> _WHAT IS BEING ASKED_
Collect every line in the entries below that contains the string "dried", and copy each one. Case counts.

> _DATA SHOWN_
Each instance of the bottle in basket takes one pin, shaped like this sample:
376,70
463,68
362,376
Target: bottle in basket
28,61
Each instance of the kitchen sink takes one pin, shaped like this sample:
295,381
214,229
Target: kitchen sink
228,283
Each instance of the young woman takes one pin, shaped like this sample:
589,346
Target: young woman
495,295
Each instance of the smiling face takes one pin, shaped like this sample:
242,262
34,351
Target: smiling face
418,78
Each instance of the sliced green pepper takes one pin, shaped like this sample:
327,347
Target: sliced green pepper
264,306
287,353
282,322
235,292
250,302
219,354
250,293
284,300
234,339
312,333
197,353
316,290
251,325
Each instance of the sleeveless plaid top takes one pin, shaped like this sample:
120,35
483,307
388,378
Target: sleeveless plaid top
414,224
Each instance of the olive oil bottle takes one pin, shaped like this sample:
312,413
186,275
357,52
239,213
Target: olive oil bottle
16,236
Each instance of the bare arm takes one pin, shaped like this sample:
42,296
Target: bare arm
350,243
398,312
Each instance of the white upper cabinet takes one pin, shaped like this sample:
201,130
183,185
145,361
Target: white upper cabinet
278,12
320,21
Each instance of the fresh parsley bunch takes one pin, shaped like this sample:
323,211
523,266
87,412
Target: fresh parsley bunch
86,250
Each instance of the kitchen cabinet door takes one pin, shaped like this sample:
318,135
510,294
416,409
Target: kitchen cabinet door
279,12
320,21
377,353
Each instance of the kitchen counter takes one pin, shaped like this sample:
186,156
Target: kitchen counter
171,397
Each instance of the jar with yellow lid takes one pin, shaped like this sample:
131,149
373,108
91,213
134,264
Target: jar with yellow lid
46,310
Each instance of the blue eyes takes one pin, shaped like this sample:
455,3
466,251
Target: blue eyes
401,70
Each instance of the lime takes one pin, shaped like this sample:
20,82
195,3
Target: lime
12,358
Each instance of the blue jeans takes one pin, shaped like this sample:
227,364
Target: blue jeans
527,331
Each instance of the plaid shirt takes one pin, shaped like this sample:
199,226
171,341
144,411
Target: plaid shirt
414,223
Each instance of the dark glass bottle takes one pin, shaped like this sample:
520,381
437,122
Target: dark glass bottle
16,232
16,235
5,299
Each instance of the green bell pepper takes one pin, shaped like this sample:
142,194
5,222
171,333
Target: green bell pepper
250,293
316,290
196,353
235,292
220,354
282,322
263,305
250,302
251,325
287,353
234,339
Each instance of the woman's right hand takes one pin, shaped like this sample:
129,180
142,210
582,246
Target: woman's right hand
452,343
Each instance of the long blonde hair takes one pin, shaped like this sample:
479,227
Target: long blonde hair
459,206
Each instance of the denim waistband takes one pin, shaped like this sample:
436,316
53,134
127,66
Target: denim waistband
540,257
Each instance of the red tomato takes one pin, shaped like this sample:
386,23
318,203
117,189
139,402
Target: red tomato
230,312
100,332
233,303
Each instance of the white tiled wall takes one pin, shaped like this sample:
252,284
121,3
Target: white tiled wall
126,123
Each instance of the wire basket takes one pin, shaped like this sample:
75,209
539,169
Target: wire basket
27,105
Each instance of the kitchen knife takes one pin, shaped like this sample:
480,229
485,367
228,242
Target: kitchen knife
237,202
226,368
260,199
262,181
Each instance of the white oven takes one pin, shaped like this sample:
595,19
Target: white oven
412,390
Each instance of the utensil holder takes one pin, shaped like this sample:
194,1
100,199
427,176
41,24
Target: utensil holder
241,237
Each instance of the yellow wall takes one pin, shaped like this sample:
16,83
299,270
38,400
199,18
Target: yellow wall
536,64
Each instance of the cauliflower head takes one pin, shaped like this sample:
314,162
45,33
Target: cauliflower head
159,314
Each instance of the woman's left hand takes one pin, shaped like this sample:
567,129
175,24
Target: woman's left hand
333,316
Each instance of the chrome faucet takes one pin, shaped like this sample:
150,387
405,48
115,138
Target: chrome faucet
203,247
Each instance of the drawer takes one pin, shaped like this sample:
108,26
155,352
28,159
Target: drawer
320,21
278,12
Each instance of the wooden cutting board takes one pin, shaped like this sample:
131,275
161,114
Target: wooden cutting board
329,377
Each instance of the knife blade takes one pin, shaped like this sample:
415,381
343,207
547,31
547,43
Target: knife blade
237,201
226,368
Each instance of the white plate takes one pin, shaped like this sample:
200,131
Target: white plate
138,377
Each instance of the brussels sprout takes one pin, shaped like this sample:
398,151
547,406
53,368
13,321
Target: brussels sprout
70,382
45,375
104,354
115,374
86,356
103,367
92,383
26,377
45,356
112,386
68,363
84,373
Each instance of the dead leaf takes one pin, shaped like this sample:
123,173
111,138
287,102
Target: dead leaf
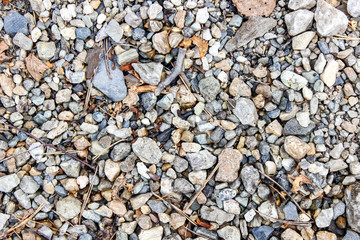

---

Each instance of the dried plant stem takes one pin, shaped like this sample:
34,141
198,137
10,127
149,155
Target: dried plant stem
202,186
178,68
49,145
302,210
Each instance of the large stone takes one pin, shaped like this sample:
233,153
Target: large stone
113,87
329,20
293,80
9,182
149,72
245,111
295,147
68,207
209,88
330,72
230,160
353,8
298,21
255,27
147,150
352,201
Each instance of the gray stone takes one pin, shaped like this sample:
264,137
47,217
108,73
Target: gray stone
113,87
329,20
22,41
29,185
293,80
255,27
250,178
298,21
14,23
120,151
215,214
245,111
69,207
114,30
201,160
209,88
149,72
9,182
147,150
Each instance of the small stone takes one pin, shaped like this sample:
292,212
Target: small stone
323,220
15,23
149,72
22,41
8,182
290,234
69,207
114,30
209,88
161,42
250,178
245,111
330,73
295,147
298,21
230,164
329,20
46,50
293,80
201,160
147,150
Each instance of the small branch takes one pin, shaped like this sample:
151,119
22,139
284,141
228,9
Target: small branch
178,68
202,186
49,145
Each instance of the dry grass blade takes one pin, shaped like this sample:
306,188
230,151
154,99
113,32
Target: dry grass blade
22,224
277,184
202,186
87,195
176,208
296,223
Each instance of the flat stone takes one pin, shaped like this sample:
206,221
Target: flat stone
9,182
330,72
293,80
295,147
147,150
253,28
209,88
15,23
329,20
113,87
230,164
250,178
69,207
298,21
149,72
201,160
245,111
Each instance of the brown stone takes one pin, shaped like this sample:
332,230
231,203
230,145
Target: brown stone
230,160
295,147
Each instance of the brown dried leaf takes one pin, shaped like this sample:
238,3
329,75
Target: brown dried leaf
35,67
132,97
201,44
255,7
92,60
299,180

> _EXERCISE RESULT_
Each instance of the dried plant stem takes one pin, shaped like this sample:
Target: dried plant stem
Each instance of the brown dried leaf takes one pin, shaped like this sample:
Target: brown dried leaf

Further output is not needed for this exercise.